# Start of PASSAGE SHOWN

United Nations, Sep 28: Raising the Kashmir issue at the UN, China has told the General Assembly that the "dispute" should be peacefully and properly addressed in accordance with the UN Charter, Security Council resolutions and the bilateral agreement.
China, a close ally of Pakistan, also stressed that no actions should be taken that would unilaterally change the "status quo".
"The Kashmir issue, a dispute left from the past, should be peacefully and properly addressed in accordance with the UN Charter, Security Council resolutions and bilateral agreement," State Councilor and Foreign Minister of China Wang Yi said in his address to the UN General Assembly on Friday.
"No actions that would unilaterally change the status quo should be taken. As a neighbour of both India and Pakistan, China hopes to see the dispute effectively managed and stability restored to the relationship between the two sides," Wang said.

# End of PASSAGE SHOWN
# Start of DATASET EXCERPTS

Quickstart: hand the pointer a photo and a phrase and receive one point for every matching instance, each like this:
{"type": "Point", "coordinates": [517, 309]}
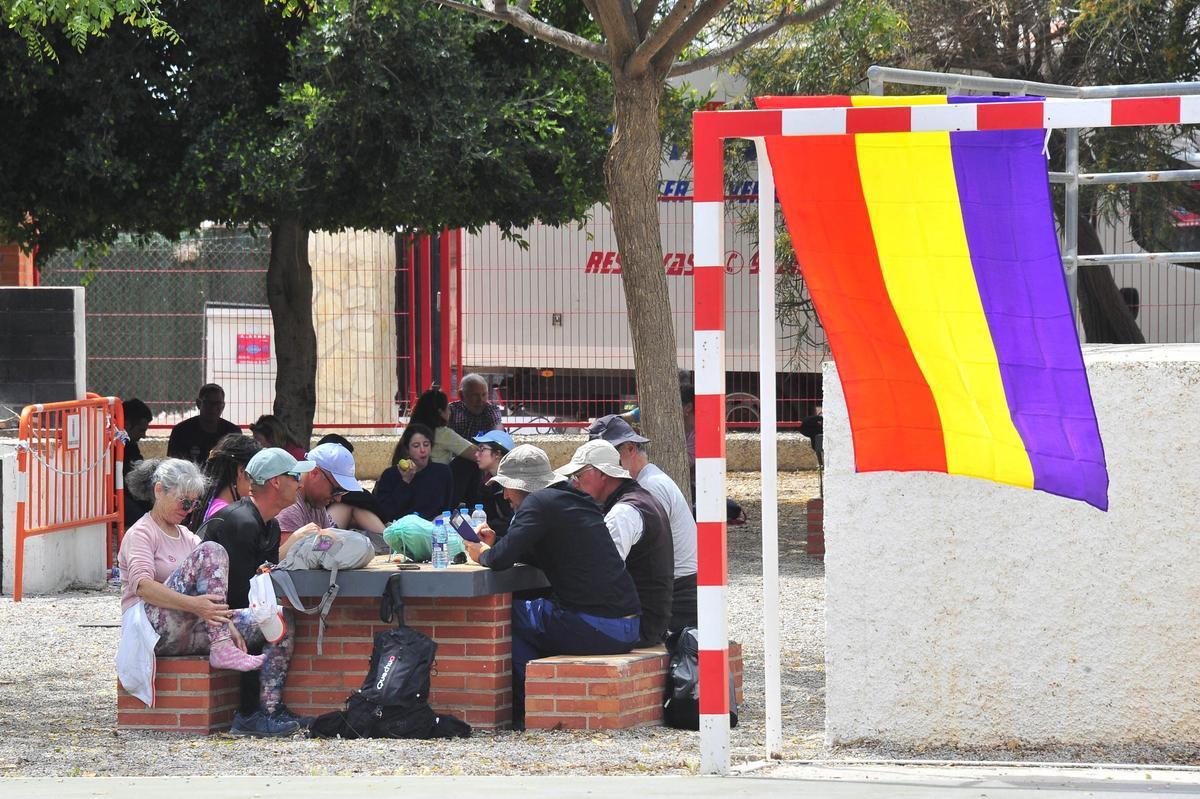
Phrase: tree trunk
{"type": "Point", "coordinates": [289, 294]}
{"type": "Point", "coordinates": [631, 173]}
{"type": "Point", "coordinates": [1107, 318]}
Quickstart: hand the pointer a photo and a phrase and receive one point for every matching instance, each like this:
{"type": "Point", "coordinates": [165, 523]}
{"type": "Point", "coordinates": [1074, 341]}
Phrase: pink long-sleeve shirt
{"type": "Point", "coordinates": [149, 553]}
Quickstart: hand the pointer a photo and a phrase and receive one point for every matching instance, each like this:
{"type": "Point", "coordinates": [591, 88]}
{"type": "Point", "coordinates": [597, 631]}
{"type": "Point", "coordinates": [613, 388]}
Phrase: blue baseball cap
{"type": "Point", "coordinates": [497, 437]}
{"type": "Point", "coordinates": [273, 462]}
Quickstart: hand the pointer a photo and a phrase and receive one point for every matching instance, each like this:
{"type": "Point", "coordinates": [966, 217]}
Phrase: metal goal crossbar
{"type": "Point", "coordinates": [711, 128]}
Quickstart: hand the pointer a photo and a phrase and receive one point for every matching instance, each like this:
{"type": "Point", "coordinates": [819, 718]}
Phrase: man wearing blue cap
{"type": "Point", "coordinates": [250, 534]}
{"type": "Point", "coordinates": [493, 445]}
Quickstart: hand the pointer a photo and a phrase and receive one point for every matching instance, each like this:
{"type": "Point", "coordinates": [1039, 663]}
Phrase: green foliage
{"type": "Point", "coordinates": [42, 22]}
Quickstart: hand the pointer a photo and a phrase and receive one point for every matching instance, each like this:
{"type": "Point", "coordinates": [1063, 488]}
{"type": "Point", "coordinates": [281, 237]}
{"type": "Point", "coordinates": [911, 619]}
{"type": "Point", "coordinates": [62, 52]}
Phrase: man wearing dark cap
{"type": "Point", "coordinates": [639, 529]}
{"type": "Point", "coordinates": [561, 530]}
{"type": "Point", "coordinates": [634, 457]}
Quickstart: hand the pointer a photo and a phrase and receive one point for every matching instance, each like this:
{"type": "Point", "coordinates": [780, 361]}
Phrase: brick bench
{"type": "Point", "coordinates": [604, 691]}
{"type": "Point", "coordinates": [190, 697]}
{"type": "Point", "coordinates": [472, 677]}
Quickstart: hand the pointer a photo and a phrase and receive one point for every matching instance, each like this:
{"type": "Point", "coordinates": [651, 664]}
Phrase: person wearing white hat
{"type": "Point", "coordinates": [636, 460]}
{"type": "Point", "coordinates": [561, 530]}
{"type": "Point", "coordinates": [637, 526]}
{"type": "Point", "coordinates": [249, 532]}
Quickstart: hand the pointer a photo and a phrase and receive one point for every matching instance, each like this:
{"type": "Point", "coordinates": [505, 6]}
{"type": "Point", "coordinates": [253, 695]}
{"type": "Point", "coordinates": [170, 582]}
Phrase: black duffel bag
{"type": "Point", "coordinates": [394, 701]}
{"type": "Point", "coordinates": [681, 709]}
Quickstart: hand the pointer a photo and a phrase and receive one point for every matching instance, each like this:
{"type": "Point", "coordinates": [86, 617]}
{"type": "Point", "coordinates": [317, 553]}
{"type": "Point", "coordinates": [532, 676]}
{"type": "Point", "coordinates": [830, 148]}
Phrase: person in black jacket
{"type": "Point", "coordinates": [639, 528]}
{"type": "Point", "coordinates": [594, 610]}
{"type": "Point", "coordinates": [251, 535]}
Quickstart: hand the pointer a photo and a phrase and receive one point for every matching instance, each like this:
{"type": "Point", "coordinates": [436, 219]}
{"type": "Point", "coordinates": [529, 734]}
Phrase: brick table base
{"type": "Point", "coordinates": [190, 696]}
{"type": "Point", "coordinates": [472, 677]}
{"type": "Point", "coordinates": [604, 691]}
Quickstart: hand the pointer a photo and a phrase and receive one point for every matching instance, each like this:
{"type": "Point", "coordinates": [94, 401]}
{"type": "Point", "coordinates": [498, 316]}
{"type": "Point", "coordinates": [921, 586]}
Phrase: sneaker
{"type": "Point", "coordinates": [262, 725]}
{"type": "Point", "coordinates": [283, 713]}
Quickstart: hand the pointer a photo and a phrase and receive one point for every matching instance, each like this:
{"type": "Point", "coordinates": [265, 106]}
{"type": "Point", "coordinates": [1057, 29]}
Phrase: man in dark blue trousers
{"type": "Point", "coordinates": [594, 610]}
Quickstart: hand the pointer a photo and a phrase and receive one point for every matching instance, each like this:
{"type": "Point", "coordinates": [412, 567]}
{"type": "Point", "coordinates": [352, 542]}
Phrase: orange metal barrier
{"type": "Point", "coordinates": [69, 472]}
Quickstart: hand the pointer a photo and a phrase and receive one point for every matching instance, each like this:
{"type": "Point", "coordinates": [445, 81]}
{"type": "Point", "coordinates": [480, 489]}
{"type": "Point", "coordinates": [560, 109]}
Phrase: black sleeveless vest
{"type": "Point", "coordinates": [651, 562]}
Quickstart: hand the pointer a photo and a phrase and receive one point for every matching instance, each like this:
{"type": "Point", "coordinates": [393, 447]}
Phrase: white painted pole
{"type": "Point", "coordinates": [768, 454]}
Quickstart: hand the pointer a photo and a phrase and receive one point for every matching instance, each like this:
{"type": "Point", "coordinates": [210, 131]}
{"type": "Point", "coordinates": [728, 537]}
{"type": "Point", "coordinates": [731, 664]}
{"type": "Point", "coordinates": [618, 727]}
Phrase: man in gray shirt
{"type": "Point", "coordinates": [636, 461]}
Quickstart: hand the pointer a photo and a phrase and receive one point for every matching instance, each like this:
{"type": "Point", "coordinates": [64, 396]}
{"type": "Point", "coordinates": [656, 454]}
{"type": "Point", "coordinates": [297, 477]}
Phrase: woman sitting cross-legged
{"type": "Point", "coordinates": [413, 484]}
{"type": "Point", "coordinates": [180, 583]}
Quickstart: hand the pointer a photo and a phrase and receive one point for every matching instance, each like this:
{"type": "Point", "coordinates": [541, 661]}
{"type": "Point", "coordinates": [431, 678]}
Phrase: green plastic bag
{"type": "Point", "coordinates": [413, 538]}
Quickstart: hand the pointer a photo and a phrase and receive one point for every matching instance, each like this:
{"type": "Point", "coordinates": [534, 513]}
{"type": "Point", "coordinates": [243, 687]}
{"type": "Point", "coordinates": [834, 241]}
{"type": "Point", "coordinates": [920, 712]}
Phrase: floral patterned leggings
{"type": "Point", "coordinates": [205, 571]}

# End of DATASET EXCERPTS

**TASK LIST:**
1) Answer these questions using the news report on China's Kashmir remarks at the UN:
(a) Which official delivered the address, and what titles does the report give him?
(b) On what day of the week was the address given?
(c) What does China hope to see as a neighbor of both India and Pakistan?
2) List the three things that the news report on China's Kashmir remarks says the dispute should be addressed in accordance with.
3) Carry on the news report on China's Kashmir remarks at the UN from its final sentence.

**ANSWERS TO THE EXERCISE:**
1)
(a) Wang Yi, State Councilor and Foreign Minister of China
(b) Friday
(c) The dispute effectively managed and stability restored to the relationship between the two sides

2)
- The UN Charter
- Security Council resolutions
- The bilateral agreement

3)
India ended Jammu and Kashmir's special status by abrogating Article 370 of its Constitution on August 5.
India's decision evoked strong reactions from Pakistan, which downgraded diplomatic ties and expelled the Indian ambassador.
Pakistan has been trying to internationalise the Kashmir issue after India withdrew the special status of Jammu and Kashmir on August 5, but New Delhi has asserted the abrogation of Article 370 was its "internal matter".
India has also said that there is no scope for any third party mediation on the Kashmir issue.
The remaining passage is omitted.